** DATASET EXTRACT follows **
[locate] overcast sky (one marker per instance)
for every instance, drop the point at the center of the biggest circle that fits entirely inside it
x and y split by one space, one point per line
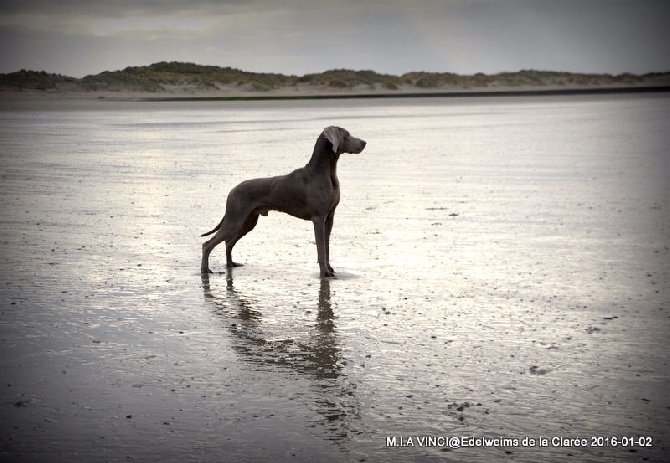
80 37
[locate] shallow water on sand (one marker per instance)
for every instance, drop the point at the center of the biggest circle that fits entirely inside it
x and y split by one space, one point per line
502 273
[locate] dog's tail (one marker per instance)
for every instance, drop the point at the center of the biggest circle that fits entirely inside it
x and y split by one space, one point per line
215 228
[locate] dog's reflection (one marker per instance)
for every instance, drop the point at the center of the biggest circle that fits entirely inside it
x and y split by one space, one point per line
311 349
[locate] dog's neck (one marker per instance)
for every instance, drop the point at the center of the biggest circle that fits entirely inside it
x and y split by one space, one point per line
323 159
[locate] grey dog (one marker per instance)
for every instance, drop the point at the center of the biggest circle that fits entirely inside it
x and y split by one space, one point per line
309 193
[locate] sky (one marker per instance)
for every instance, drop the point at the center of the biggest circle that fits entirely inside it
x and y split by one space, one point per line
81 37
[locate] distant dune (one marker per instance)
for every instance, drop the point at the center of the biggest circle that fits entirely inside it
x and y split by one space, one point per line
177 79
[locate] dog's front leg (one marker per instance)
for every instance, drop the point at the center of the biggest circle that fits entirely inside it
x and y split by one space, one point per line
329 227
320 237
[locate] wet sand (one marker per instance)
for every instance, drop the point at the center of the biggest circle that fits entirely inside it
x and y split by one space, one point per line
502 273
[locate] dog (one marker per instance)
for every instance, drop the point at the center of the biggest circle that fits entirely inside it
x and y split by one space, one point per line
309 193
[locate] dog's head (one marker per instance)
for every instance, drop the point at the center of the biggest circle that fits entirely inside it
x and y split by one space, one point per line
343 141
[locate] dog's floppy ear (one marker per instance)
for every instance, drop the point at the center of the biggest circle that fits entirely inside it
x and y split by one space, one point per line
333 135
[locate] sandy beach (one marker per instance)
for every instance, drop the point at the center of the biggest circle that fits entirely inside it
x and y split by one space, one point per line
501 274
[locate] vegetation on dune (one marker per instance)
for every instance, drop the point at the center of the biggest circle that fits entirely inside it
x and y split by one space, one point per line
190 77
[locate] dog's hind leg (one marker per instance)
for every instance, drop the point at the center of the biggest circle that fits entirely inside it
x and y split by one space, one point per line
249 224
207 247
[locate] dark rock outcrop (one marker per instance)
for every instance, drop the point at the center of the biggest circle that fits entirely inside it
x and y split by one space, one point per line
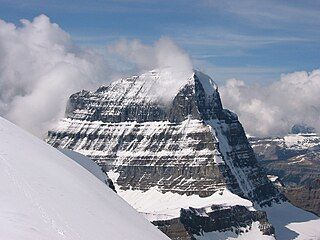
190 146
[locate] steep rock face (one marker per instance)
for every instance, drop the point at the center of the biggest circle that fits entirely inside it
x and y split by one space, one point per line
176 147
295 160
190 146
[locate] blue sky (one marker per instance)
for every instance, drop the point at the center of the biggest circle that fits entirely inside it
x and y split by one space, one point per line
254 41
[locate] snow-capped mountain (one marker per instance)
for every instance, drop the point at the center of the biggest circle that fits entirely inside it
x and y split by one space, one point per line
185 164
46 195
294 160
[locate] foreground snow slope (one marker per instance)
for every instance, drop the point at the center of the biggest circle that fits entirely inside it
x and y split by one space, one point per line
46 195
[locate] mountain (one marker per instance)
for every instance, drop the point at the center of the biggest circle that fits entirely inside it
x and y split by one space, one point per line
185 164
294 160
46 195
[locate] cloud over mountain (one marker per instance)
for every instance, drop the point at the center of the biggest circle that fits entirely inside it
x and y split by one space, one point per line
40 67
273 109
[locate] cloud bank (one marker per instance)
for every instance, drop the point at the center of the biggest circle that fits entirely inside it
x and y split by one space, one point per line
175 64
273 109
40 67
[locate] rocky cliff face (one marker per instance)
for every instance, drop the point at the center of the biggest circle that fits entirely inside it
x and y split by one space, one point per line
172 160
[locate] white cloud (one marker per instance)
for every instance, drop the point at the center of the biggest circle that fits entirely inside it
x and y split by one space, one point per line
40 67
163 54
273 109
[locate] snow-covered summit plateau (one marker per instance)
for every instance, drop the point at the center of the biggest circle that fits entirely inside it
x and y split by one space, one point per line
46 195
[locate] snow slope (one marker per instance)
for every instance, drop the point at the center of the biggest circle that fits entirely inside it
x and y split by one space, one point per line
87 163
46 195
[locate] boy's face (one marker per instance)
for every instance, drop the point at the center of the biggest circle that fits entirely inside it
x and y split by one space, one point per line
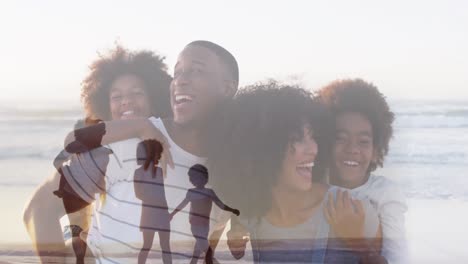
353 149
199 84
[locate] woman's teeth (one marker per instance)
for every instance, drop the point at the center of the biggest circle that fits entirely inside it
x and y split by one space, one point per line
183 98
127 113
306 165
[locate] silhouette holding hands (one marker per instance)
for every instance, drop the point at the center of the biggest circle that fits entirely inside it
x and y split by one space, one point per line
149 187
201 200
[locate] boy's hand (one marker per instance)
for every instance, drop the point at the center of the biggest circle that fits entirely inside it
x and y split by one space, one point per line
346 216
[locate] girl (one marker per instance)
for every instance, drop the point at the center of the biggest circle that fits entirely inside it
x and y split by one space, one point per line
120 85
363 128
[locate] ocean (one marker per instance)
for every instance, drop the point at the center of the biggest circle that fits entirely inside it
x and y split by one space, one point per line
428 157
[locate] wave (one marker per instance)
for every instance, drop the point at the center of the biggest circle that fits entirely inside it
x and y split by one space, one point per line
440 158
26 152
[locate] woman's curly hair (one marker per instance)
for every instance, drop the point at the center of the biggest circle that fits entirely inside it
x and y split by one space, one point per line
356 95
254 135
146 65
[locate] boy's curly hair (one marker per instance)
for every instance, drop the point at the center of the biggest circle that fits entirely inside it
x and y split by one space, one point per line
356 95
146 65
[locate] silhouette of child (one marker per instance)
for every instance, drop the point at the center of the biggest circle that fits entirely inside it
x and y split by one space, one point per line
201 199
149 187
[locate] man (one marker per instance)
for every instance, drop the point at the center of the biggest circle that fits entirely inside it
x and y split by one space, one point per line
205 75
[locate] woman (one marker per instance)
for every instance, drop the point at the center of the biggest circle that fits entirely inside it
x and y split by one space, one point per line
120 85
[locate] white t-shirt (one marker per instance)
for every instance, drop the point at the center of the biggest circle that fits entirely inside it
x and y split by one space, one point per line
115 235
390 203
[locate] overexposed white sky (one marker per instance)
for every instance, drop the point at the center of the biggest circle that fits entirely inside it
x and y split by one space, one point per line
410 49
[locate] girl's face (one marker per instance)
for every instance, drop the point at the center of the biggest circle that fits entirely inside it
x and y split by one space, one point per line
353 150
128 98
298 162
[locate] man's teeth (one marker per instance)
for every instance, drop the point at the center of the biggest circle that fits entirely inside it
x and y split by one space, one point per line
127 113
306 165
351 163
183 98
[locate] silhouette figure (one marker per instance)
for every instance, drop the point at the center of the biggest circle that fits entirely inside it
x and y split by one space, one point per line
149 187
85 169
201 199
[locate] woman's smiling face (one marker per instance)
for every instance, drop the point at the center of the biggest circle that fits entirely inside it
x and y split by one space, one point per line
298 162
353 149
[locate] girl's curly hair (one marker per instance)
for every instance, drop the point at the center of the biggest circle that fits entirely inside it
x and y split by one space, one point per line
146 65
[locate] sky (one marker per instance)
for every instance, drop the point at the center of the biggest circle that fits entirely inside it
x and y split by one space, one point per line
409 49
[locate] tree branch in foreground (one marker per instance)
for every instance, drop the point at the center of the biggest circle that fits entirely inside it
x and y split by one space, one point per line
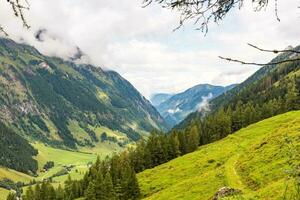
18 10
265 50
274 51
258 64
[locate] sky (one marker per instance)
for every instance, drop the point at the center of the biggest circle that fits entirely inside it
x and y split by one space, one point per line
140 44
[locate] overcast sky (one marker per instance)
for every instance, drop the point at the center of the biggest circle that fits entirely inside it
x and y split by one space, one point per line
139 42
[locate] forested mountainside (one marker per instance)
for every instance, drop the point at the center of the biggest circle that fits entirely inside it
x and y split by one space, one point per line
63 103
273 89
15 152
258 162
176 107
157 99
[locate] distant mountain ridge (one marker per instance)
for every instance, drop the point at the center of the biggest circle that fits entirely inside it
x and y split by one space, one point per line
63 103
176 107
270 82
159 98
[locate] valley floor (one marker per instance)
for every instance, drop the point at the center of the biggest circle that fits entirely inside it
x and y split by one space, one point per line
254 160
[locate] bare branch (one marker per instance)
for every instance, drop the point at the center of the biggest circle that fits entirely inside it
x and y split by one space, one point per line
202 12
258 64
3 31
18 11
275 51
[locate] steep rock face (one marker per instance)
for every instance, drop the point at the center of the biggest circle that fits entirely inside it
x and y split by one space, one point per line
64 103
175 108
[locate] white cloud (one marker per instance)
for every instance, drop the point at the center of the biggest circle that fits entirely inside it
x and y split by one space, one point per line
139 42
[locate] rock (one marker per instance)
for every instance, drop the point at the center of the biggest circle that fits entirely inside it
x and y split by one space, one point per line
225 192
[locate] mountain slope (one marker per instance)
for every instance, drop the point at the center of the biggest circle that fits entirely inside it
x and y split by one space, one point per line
63 103
255 160
175 108
270 85
159 98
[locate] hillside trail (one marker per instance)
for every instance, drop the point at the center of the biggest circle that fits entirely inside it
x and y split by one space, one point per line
233 178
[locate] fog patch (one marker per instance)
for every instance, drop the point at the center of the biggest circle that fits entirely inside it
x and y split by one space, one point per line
203 106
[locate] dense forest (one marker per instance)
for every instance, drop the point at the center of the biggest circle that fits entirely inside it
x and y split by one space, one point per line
15 152
110 179
276 92
41 96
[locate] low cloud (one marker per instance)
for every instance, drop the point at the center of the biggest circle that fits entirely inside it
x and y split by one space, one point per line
203 107
139 42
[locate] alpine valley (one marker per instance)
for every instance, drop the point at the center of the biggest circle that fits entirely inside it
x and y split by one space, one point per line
175 108
72 131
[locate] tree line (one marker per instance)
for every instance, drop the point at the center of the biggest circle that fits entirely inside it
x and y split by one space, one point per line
115 177
110 179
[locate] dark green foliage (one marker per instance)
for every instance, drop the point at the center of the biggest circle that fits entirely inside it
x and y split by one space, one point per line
10 185
36 89
15 152
48 165
271 91
111 179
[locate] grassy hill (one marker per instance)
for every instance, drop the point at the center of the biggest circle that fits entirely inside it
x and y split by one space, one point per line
255 160
61 158
63 103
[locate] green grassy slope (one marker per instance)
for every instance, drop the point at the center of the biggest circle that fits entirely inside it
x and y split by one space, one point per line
254 160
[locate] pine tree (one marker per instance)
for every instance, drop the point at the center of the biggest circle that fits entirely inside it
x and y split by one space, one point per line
11 196
109 193
193 139
90 192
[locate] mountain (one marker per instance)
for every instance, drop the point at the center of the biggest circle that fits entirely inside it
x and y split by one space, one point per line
176 107
157 99
257 161
71 105
272 86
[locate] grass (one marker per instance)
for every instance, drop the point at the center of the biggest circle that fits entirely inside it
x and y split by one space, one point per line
14 175
3 193
254 160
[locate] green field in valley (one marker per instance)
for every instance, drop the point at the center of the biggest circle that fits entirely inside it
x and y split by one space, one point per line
253 160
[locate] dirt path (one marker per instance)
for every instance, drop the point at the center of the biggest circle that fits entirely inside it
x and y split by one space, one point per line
234 180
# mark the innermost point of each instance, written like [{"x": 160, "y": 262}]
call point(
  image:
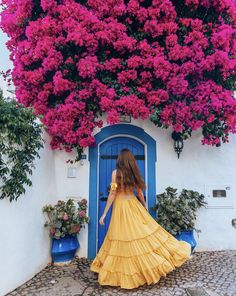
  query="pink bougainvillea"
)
[{"x": 171, "y": 61}]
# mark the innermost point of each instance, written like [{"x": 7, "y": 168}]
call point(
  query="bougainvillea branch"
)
[{"x": 171, "y": 61}]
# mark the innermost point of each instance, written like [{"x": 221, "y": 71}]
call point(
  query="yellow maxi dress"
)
[{"x": 136, "y": 249}]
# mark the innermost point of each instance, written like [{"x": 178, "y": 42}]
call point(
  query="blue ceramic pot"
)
[
  {"x": 63, "y": 250},
  {"x": 187, "y": 236}
]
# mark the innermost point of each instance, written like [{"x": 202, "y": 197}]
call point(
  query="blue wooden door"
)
[{"x": 109, "y": 151}]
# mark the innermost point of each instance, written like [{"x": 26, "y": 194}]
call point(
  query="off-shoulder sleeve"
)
[{"x": 113, "y": 186}]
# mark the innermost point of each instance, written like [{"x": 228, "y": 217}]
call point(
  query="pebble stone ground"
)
[{"x": 213, "y": 272}]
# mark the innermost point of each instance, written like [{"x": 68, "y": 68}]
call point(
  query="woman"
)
[{"x": 136, "y": 249}]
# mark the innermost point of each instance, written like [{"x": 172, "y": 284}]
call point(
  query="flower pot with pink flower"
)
[{"x": 65, "y": 221}]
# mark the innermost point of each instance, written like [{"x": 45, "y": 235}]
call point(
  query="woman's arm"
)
[
  {"x": 141, "y": 198},
  {"x": 110, "y": 198}
]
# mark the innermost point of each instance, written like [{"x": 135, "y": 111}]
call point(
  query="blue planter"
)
[
  {"x": 64, "y": 249},
  {"x": 187, "y": 236}
]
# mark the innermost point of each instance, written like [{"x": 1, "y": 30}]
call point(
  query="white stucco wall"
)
[
  {"x": 198, "y": 167},
  {"x": 24, "y": 242}
]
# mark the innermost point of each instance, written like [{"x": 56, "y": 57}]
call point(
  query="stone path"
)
[{"x": 207, "y": 273}]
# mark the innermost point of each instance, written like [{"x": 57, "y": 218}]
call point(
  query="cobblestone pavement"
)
[{"x": 213, "y": 272}]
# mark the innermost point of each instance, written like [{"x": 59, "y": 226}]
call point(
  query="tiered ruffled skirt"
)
[{"x": 136, "y": 249}]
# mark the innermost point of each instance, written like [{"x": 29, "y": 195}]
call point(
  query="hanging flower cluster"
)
[{"x": 171, "y": 61}]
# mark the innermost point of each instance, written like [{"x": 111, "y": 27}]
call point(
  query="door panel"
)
[{"x": 107, "y": 163}]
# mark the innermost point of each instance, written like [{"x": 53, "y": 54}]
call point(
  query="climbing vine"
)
[
  {"x": 171, "y": 61},
  {"x": 20, "y": 140}
]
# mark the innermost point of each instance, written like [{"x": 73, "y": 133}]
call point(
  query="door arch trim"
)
[{"x": 105, "y": 133}]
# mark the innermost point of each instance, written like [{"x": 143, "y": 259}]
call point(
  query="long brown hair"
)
[{"x": 127, "y": 173}]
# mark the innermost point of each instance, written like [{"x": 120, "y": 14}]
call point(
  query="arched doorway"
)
[{"x": 102, "y": 159}]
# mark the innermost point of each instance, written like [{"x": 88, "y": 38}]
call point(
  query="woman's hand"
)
[{"x": 101, "y": 221}]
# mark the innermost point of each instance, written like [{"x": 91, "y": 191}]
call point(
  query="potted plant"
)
[
  {"x": 177, "y": 212},
  {"x": 65, "y": 221}
]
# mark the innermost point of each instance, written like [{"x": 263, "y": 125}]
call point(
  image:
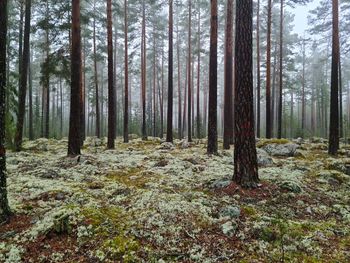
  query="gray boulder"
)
[
  {"x": 282, "y": 150},
  {"x": 263, "y": 158}
]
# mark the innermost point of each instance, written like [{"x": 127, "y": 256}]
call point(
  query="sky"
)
[{"x": 301, "y": 13}]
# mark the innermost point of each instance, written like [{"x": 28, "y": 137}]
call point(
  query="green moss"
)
[
  {"x": 111, "y": 233},
  {"x": 249, "y": 211},
  {"x": 265, "y": 142},
  {"x": 132, "y": 177}
]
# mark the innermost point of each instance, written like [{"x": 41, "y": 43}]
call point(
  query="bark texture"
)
[{"x": 245, "y": 157}]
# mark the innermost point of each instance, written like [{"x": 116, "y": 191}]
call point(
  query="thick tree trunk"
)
[
  {"x": 228, "y": 107},
  {"x": 74, "y": 141},
  {"x": 334, "y": 110},
  {"x": 126, "y": 82},
  {"x": 169, "y": 134},
  {"x": 111, "y": 93},
  {"x": 4, "y": 207},
  {"x": 213, "y": 65},
  {"x": 245, "y": 157},
  {"x": 23, "y": 78},
  {"x": 268, "y": 71}
]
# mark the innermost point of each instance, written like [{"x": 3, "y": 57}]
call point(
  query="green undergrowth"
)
[{"x": 111, "y": 236}]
** End of DATASET EXTRACT **
YOUR OBJECTIVE:
Exactly as they appear, print the lines of the listing above from its first line through the line that contains "[locate] shallow water", minus the pictures.

TASK ANSWER:
[locate] overcast sky (one marker per instance)
for every instance, drop the point at the center of the biggest circle that fits entirely inside it
x and y split by one space, one point per line
80 37
[locate] shallow water on sand (one marker per instance)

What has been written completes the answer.